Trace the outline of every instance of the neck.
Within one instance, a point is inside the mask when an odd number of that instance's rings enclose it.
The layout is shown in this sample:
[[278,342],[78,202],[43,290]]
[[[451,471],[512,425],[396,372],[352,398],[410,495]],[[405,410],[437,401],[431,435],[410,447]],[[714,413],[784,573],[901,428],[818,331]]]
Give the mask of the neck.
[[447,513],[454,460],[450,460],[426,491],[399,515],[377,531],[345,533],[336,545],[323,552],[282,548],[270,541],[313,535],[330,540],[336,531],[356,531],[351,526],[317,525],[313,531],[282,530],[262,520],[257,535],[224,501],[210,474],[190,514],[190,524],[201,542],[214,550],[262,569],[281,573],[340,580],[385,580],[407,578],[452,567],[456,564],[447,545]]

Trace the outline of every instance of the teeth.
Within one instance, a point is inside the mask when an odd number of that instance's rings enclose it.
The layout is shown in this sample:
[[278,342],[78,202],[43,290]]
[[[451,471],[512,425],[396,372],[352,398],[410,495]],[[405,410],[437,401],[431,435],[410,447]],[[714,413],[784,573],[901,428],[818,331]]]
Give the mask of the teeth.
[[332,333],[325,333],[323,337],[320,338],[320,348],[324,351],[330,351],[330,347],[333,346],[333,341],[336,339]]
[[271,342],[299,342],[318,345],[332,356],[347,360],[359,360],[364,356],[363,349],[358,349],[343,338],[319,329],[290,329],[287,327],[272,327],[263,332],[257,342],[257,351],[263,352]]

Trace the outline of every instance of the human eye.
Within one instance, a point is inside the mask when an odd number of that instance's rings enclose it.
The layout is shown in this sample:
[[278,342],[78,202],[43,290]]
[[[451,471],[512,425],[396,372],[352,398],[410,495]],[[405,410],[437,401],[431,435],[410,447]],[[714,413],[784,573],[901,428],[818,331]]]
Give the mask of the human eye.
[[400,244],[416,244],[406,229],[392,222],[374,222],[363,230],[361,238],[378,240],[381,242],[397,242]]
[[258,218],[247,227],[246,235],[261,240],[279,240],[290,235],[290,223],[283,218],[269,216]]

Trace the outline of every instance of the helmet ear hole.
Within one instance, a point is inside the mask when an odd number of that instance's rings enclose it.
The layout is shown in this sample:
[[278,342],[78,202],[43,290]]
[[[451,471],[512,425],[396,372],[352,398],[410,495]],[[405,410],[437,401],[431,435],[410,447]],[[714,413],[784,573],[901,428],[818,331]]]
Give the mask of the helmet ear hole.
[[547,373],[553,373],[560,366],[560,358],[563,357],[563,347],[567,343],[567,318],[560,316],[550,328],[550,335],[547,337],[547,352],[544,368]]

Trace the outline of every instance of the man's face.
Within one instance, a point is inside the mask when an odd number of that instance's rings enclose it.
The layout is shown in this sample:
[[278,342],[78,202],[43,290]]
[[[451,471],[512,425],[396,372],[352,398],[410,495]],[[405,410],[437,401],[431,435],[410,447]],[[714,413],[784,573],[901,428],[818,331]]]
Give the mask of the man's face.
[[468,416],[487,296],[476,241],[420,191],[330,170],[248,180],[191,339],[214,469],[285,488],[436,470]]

**DIRECTION**
Please write out, without any change, the stretch of the records from their very first line through the line that contains "Give the mask of the neck.".

**RESULT FOR THIS EXERCISE**
Trace the outline of every instance of the neck.
Within one instance, a point is inside the mask when an odd number of that instance's rings enclose it.
The layout is shown in this sample:
[[278,342],[78,202],[43,290]]
[[[451,471],[512,425],[396,372],[352,398],[410,495]],[[405,410],[437,401],[431,435],[410,447]],[[714,413],[784,573],[901,428],[818,331]]]
Give the mask of the neck.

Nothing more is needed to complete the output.